- **THE TASKS**:
1. Transcribe word for word the part of the reflection on Paul's letter to the Corinthians that begins with the words containing "Paul asks us" and ends with "for the world.".
2. In the reflection on Paul's letter to the Corinthians, list every sentence whose first word is the name Paul on its own, not the possessive "Paul's".
3. Please take the reflection on Paul's letter to the Corinthians further, writing on from its final sentence.

===== EXCERPT TO READ

Wednesday of the Twenty-third Week in Ordinary Time

Scripture Readings

The readings today are challenging on many different levels.  Paul’s letter to the Corinthians on first glance seems to be calling us to a life of celibacy.  Indeed, in this section of Corinthians, Paul suggests, “let even those who have wives, be as though they had none.”  These words were Paul’s opinion based on the reality of the situation as he understood it.

As it was Paul believed that the Christ’s return was imminent.  This letter was some of the first New Testament writings, penned even a decade before the first gospel.  Paul, along with many in the early church, believed that Christ would return within their own lifetimes.  It is with that understanding that today’s reading is best reflected upon.  For Paul, there was no need to marry.  Paul suggests that the world, in its present form is passing away.  Paul like a good parent is trying to protect his spiritual children.

Paul did not know then what we know now; that many generations later we still are waiting for the Lord’s return.  What then can we glean from Paul’s words of wisdom?  The answer may lay a few verses ahead of today’s reading, “I say this to you…to promote good order and unhindered devotion to the Lord.” 

Paul asks us to examine the realities of our lives and to see how our material nature distracts us from our spiritual one.  Thus we are to live our lives differently from those immersed in the world.  We are to live and interact in the world, yet not be sidetracked by earthly realities.  As disciples, we must be the encounter with Christ for the world.

==========
===== DATASET EXCERPTS

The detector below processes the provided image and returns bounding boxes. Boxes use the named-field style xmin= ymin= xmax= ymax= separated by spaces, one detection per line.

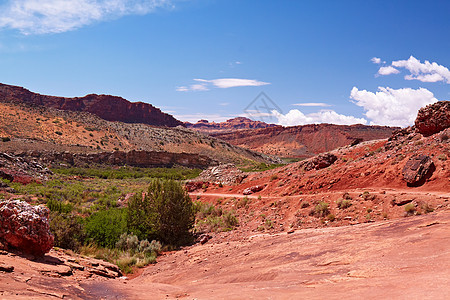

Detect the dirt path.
xmin=92 ymin=211 xmax=450 ymax=299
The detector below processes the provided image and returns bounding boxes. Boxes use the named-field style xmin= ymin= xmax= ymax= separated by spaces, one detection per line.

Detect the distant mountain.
xmin=0 ymin=83 xmax=184 ymax=127
xmin=185 ymin=117 xmax=279 ymax=133
xmin=211 ymin=124 xmax=398 ymax=158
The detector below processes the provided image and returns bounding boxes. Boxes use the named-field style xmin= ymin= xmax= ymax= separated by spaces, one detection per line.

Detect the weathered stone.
xmin=415 ymin=101 xmax=450 ymax=136
xmin=0 ymin=264 xmax=14 ymax=273
xmin=195 ymin=164 xmax=247 ymax=185
xmin=305 ymin=153 xmax=337 ymax=171
xmin=242 ymin=185 xmax=265 ymax=195
xmin=0 ymin=200 xmax=54 ymax=256
xmin=402 ymin=154 xmax=435 ymax=186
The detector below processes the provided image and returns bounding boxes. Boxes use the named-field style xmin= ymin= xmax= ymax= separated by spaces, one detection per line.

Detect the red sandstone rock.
xmin=415 ymin=101 xmax=450 ymax=136
xmin=0 ymin=200 xmax=54 ymax=256
xmin=0 ymin=84 xmax=184 ymax=127
xmin=212 ymin=124 xmax=398 ymax=158
xmin=185 ymin=117 xmax=281 ymax=133
xmin=403 ymin=154 xmax=435 ymax=186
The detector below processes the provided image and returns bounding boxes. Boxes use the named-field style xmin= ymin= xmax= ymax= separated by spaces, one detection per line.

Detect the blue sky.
xmin=0 ymin=0 xmax=450 ymax=126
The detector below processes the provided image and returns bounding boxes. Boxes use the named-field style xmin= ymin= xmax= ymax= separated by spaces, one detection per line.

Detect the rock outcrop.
xmin=305 ymin=153 xmax=337 ymax=171
xmin=0 ymin=84 xmax=184 ymax=127
xmin=242 ymin=185 xmax=265 ymax=195
xmin=195 ymin=164 xmax=247 ymax=185
xmin=211 ymin=124 xmax=398 ymax=158
xmin=415 ymin=101 xmax=450 ymax=136
xmin=17 ymin=150 xmax=218 ymax=169
xmin=0 ymin=200 xmax=54 ymax=256
xmin=402 ymin=154 xmax=435 ymax=186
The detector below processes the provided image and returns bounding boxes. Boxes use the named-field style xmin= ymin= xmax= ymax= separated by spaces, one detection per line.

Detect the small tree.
xmin=127 ymin=179 xmax=195 ymax=245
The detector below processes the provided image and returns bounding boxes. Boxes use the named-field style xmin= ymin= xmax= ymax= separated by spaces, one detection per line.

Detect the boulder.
xmin=242 ymin=185 xmax=265 ymax=195
xmin=305 ymin=153 xmax=337 ymax=171
xmin=415 ymin=101 xmax=450 ymax=136
xmin=402 ymin=154 xmax=436 ymax=186
xmin=195 ymin=164 xmax=247 ymax=185
xmin=0 ymin=200 xmax=54 ymax=256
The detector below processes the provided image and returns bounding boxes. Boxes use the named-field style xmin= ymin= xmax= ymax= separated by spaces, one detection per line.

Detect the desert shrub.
xmin=49 ymin=211 xmax=85 ymax=250
xmin=52 ymin=167 xmax=201 ymax=180
xmin=405 ymin=203 xmax=416 ymax=215
xmin=127 ymin=179 xmax=195 ymax=245
xmin=314 ymin=201 xmax=330 ymax=217
xmin=237 ymin=196 xmax=250 ymax=208
xmin=336 ymin=199 xmax=352 ymax=209
xmin=86 ymin=208 xmax=127 ymax=248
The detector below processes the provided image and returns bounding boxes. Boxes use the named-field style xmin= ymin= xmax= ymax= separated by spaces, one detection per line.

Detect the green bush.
xmin=127 ymin=179 xmax=195 ymax=246
xmin=86 ymin=208 xmax=127 ymax=248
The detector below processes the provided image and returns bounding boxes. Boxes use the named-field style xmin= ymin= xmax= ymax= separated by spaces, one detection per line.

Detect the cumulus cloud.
xmin=378 ymin=56 xmax=450 ymax=83
xmin=272 ymin=109 xmax=367 ymax=126
xmin=292 ymin=102 xmax=331 ymax=107
xmin=371 ymin=57 xmax=381 ymax=65
xmin=350 ymin=87 xmax=438 ymax=127
xmin=377 ymin=66 xmax=400 ymax=75
xmin=0 ymin=0 xmax=171 ymax=34
xmin=176 ymin=78 xmax=270 ymax=92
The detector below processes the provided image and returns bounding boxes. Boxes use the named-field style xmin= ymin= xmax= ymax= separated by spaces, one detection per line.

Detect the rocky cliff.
xmin=0 ymin=84 xmax=183 ymax=127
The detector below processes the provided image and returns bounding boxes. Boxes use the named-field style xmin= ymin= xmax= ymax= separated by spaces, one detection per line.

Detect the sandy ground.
xmin=84 ymin=211 xmax=450 ymax=299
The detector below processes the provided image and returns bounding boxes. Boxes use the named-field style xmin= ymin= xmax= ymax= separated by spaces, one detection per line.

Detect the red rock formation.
xmin=415 ymin=101 xmax=450 ymax=136
xmin=212 ymin=124 xmax=398 ymax=158
xmin=0 ymin=84 xmax=183 ymax=127
xmin=0 ymin=200 xmax=53 ymax=256
xmin=185 ymin=117 xmax=279 ymax=133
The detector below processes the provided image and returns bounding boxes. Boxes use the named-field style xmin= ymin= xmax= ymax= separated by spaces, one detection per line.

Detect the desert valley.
xmin=0 ymin=85 xmax=450 ymax=299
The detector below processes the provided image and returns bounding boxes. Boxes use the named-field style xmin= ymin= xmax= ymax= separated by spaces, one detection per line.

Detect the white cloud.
xmin=0 ymin=0 xmax=171 ymax=34
xmin=272 ymin=109 xmax=367 ymax=126
xmin=350 ymin=87 xmax=438 ymax=127
xmin=378 ymin=56 xmax=450 ymax=83
xmin=371 ymin=57 xmax=381 ymax=65
xmin=292 ymin=102 xmax=331 ymax=107
xmin=377 ymin=66 xmax=400 ymax=75
xmin=176 ymin=78 xmax=270 ymax=92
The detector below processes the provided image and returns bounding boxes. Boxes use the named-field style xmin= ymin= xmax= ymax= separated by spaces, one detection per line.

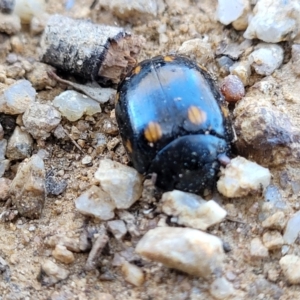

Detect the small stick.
xmin=41 ymin=15 xmax=144 ymax=84
xmin=48 ymin=71 xmax=115 ymax=104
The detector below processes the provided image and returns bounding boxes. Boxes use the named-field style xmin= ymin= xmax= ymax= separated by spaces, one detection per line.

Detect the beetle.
xmin=115 ymin=55 xmax=233 ymax=193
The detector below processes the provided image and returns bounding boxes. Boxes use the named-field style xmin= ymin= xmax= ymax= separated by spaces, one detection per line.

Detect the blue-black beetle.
xmin=116 ymin=55 xmax=233 ymax=192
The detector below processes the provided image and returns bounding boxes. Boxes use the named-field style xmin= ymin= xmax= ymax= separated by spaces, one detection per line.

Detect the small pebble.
xmin=107 ymin=220 xmax=127 ymax=240
xmin=6 ymin=126 xmax=33 ymax=160
xmin=6 ymin=62 xmax=25 ymax=79
xmin=217 ymin=0 xmax=249 ymax=25
xmin=53 ymin=90 xmax=101 ymax=122
xmin=135 ymin=227 xmax=225 ymax=278
xmin=161 ymin=190 xmax=226 ymax=230
xmin=118 ymin=210 xmax=140 ymax=237
xmin=210 ymin=277 xmax=234 ymax=299
xmin=283 ymin=211 xmax=300 ymax=245
xmin=279 ymin=255 xmax=300 ymax=284
xmin=244 ymin=0 xmax=300 ymax=43
xmin=217 ymin=56 xmax=234 ymax=76
xmin=121 ymin=261 xmax=145 ymax=286
xmin=23 ymin=103 xmax=61 ymax=140
xmin=106 ymin=137 xmax=120 ymax=151
xmin=0 ymin=79 xmax=36 ymax=115
xmin=0 ymin=12 xmax=21 ymax=35
xmin=0 ymin=0 xmax=15 ymax=14
xmin=41 ymin=259 xmax=70 ymax=285
xmin=44 ymin=234 xmax=81 ymax=252
xmin=26 ymin=62 xmax=56 ymax=91
xmin=52 ymin=245 xmax=75 ymax=265
xmin=264 ymin=185 xmax=286 ymax=209
xmin=84 ymin=231 xmax=109 ymax=271
xmin=81 ymin=155 xmax=93 ymax=165
xmin=6 ymin=53 xmax=18 ymax=65
xmin=46 ymin=174 xmax=68 ymax=196
xmin=178 ymin=38 xmax=214 ymax=66
xmin=250 ymin=238 xmax=269 ymax=261
xmin=0 ymin=177 xmax=11 ymax=201
xmin=220 ymin=75 xmax=245 ymax=103
xmin=217 ymin=156 xmax=271 ymax=198
xmin=262 ymin=211 xmax=286 ymax=231
xmin=10 ymin=155 xmax=46 ymax=219
xmin=262 ymin=230 xmax=284 ymax=250
xmin=268 ymin=269 xmax=279 ymax=282
xmin=75 ymin=185 xmax=115 ymax=221
xmin=100 ymin=0 xmax=165 ymax=22
xmin=229 ymin=60 xmax=251 ymax=86
xmin=93 ymin=132 xmax=107 ymax=154
xmin=249 ymin=43 xmax=284 ymax=76
xmin=95 ymin=159 xmax=143 ymax=209
xmin=101 ymin=118 xmax=119 ymax=135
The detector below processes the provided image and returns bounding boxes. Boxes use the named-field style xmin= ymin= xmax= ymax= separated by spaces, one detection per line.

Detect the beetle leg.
xmin=218 ymin=153 xmax=231 ymax=166
xmin=151 ymin=173 xmax=157 ymax=185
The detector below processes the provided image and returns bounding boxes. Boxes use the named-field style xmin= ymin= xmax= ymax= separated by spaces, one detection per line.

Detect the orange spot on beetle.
xmin=125 ymin=140 xmax=132 ymax=153
xmin=144 ymin=122 xmax=162 ymax=143
xmin=115 ymin=93 xmax=120 ymax=103
xmin=164 ymin=55 xmax=174 ymax=62
xmin=133 ymin=66 xmax=142 ymax=75
xmin=221 ymin=105 xmax=229 ymax=118
xmin=197 ymin=64 xmax=208 ymax=73
xmin=188 ymin=105 xmax=207 ymax=125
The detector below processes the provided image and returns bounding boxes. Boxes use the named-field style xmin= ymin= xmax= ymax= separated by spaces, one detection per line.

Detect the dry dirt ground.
xmin=0 ymin=0 xmax=300 ymax=300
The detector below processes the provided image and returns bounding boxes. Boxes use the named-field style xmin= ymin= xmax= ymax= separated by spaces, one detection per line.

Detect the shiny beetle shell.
xmin=116 ymin=56 xmax=233 ymax=192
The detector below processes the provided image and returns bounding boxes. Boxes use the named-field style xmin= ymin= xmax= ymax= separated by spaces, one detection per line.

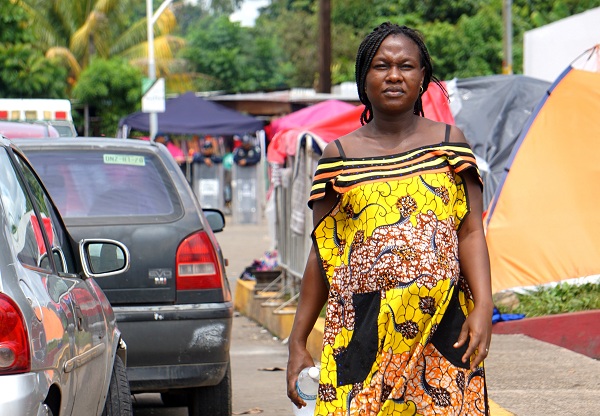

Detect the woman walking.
xmin=287 ymin=22 xmax=493 ymax=416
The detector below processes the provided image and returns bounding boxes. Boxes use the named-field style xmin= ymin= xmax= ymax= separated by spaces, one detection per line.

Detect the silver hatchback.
xmin=0 ymin=136 xmax=131 ymax=416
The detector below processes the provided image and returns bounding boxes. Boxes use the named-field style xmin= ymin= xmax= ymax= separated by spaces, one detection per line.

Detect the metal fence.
xmin=192 ymin=163 xmax=225 ymax=211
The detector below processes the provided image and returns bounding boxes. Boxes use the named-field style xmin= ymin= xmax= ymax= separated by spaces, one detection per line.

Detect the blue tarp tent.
xmin=118 ymin=92 xmax=263 ymax=137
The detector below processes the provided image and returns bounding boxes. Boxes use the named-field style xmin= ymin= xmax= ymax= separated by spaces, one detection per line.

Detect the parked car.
xmin=0 ymin=136 xmax=131 ymax=416
xmin=16 ymin=137 xmax=233 ymax=416
xmin=0 ymin=121 xmax=60 ymax=139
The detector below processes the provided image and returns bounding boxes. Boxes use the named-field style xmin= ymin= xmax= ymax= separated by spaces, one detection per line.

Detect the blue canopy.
xmin=119 ymin=92 xmax=264 ymax=136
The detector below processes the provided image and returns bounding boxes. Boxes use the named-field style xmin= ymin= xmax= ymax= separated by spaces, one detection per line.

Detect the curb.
xmin=233 ymin=279 xmax=514 ymax=416
xmin=492 ymin=310 xmax=600 ymax=359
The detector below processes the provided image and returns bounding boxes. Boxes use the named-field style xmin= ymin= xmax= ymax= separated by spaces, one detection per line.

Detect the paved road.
xmin=135 ymin=218 xmax=600 ymax=416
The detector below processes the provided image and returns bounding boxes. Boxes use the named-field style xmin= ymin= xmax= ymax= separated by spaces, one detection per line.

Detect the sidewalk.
xmin=217 ymin=219 xmax=600 ymax=416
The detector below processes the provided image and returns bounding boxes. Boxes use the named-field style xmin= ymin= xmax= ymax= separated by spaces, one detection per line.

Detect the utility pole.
xmin=317 ymin=0 xmax=331 ymax=93
xmin=146 ymin=0 xmax=173 ymax=140
xmin=502 ymin=0 xmax=513 ymax=75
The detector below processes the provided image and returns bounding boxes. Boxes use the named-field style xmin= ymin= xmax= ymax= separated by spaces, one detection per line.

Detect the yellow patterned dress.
xmin=309 ymin=138 xmax=489 ymax=416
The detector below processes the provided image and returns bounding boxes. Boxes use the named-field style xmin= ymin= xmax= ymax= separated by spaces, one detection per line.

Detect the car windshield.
xmin=27 ymin=149 xmax=174 ymax=218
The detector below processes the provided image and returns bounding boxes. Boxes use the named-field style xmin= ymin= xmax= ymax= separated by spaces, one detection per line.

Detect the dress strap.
xmin=334 ymin=139 xmax=346 ymax=162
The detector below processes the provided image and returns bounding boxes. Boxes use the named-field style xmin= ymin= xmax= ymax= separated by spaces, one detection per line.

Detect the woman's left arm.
xmin=454 ymin=173 xmax=494 ymax=371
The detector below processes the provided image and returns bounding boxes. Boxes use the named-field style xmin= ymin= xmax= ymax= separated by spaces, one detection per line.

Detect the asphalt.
xmin=216 ymin=217 xmax=600 ymax=416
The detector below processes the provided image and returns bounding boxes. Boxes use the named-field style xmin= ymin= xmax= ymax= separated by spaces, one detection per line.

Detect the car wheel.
xmin=102 ymin=355 xmax=132 ymax=416
xmin=160 ymin=392 xmax=189 ymax=407
xmin=188 ymin=364 xmax=232 ymax=416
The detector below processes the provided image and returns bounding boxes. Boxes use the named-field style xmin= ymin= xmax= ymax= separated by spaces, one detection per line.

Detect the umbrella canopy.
xmin=119 ymin=92 xmax=263 ymax=136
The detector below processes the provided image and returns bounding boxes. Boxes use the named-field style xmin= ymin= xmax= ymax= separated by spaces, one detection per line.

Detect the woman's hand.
xmin=454 ymin=306 xmax=493 ymax=371
xmin=287 ymin=347 xmax=315 ymax=409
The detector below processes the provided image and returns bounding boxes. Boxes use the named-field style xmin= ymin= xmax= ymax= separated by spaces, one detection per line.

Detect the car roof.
xmin=0 ymin=121 xmax=60 ymax=139
xmin=13 ymin=136 xmax=159 ymax=151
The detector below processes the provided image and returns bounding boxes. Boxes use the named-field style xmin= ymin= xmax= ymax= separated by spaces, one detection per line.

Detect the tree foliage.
xmin=0 ymin=2 xmax=67 ymax=98
xmin=182 ymin=16 xmax=283 ymax=92
xmin=73 ymin=58 xmax=142 ymax=136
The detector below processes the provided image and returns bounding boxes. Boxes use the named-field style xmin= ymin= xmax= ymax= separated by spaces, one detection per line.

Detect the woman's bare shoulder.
xmin=322 ymin=129 xmax=360 ymax=158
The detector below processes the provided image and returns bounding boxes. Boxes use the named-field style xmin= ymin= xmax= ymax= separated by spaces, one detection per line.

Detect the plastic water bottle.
xmin=292 ymin=367 xmax=321 ymax=416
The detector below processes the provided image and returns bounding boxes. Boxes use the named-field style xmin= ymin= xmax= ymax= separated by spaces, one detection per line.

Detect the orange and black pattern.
xmin=309 ymin=143 xmax=489 ymax=416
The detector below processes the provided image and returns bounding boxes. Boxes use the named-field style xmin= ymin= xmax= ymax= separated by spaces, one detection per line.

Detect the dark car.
xmin=0 ymin=136 xmax=132 ymax=416
xmin=16 ymin=137 xmax=233 ymax=416
xmin=0 ymin=121 xmax=60 ymax=139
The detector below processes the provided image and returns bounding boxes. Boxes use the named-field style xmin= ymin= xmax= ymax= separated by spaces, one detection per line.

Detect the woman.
xmin=287 ymin=22 xmax=493 ymax=415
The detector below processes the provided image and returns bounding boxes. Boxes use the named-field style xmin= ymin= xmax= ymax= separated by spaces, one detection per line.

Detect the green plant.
xmin=497 ymin=283 xmax=600 ymax=317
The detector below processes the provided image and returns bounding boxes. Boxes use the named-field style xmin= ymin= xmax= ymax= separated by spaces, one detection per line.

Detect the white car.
xmin=0 ymin=136 xmax=132 ymax=416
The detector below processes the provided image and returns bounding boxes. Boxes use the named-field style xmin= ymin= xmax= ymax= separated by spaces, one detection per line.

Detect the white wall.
xmin=523 ymin=7 xmax=600 ymax=82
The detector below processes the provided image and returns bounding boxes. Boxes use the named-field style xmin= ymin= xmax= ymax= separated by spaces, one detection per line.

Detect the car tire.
xmin=102 ymin=355 xmax=133 ymax=416
xmin=160 ymin=392 xmax=189 ymax=407
xmin=188 ymin=364 xmax=232 ymax=416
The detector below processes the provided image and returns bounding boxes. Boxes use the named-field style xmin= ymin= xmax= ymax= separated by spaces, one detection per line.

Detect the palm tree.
xmin=10 ymin=0 xmax=191 ymax=91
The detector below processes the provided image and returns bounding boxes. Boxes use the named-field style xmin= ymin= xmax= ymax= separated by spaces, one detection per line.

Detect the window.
xmin=27 ymin=149 xmax=179 ymax=218
xmin=17 ymin=157 xmax=75 ymax=273
xmin=0 ymin=149 xmax=52 ymax=272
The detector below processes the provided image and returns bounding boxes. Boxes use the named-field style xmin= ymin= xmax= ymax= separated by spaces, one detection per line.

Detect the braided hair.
xmin=355 ymin=22 xmax=448 ymax=126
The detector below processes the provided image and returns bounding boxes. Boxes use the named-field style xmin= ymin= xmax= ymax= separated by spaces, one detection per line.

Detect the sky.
xmin=229 ymin=0 xmax=269 ymax=27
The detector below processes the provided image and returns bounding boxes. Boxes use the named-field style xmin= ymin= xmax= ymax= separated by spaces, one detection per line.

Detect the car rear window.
xmin=26 ymin=149 xmax=175 ymax=218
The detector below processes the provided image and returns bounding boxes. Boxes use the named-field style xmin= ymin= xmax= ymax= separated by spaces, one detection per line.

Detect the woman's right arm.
xmin=287 ymin=192 xmax=336 ymax=407
xmin=287 ymin=141 xmax=337 ymax=408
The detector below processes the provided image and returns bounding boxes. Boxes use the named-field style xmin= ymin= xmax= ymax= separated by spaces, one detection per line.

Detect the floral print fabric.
xmin=309 ymin=143 xmax=489 ymax=416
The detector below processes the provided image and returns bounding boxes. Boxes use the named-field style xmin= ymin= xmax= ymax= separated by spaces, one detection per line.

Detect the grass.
xmin=496 ymin=283 xmax=600 ymax=317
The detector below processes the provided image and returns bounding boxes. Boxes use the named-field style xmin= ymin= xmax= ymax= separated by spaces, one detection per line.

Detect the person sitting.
xmin=233 ymin=135 xmax=260 ymax=166
xmin=193 ymin=140 xmax=223 ymax=166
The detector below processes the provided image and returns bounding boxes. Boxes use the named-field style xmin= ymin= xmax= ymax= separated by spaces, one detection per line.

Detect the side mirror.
xmin=79 ymin=239 xmax=130 ymax=277
xmin=202 ymin=208 xmax=225 ymax=233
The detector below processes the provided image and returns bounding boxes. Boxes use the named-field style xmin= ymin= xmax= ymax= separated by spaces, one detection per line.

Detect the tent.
xmin=447 ymin=75 xmax=551 ymax=207
xmin=119 ymin=92 xmax=263 ymax=136
xmin=484 ymin=46 xmax=600 ymax=292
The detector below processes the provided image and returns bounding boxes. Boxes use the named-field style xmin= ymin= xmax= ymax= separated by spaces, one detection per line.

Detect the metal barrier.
xmin=271 ymin=134 xmax=320 ymax=312
xmin=231 ymin=164 xmax=264 ymax=224
xmin=192 ymin=163 xmax=225 ymax=211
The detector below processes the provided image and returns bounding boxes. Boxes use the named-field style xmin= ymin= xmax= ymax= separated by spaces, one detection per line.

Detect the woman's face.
xmin=365 ymin=35 xmax=425 ymax=112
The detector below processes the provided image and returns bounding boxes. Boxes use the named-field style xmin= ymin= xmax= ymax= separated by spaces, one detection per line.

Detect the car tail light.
xmin=177 ymin=231 xmax=223 ymax=290
xmin=0 ymin=294 xmax=31 ymax=375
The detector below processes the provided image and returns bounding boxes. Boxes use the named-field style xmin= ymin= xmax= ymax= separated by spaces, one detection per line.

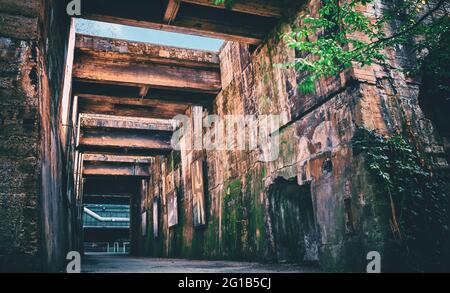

==========

- **ANSWERS FOR THE EXERCISE**:
1.
Paul asks us to examine the realities of our lives and to see how our material nature distracts us from our spiritual one.  Thus we are to live our lives differently from those immersed in the world.  We are to live and interact in the world, yet not be sidetracked by earthly realities.  As disciples, we must be the encounter with Christ for the world.

2.
- Paul, along with many in the early church, believed that Christ would return within their own lifetimes.
- Paul suggests that the world, in its present form is passing away.
- Paul like a good parent is trying to protect his spiritual children.
- Paul did not know then what we know now; that many generations later we still are waiting for the Lord’s return.
- Paul asks us to examine the realities of our lives and to see how our material nature distracts us from our spiritual one.

3.
The reading from the Gospel of Luke gives us a framework for living a life of preparation for the world to come.  This section of Chapter Six is called ‘Sermon on the Plain.’  For Luke it is the equivalent of Matthew’s ‘Sermon on the Mount’.  While Matthew’s Beatitudes’ are more spiritualized, Luke’s are more material, earthly.  Luke’s ‘Beatitudes’ focus not on the “poor in spirit” whereas Matthew’s focus is the “poor”.

Jesus challenges us to see “Blessed are you who are poor,…and are hungry, …and who weep, …and who are persecuted.”  Unlike Matthew, Luke adds “Woe to you who are rich,…who are satisfied…who are laughing,…who speak well of you.”  Like Paul, Luke makes clear that those who live right will be rewarded in the kingdom of heaven.  And for those who have been rewarded in this life, that is recompense enough.

While neither reading needs to be taken literally, both call on us to be radically aware of life’s circumstances.  We live in the richest country in the world.  Those of us who are college educated have more education than 90 % of the world’s population, yet one in ten high school students in the U.S. drop out.  We often spend more on bottled water or a coffee, than most people earn in a day.  The readings challenge us to be radically aware of our own riches, both spiritual and material.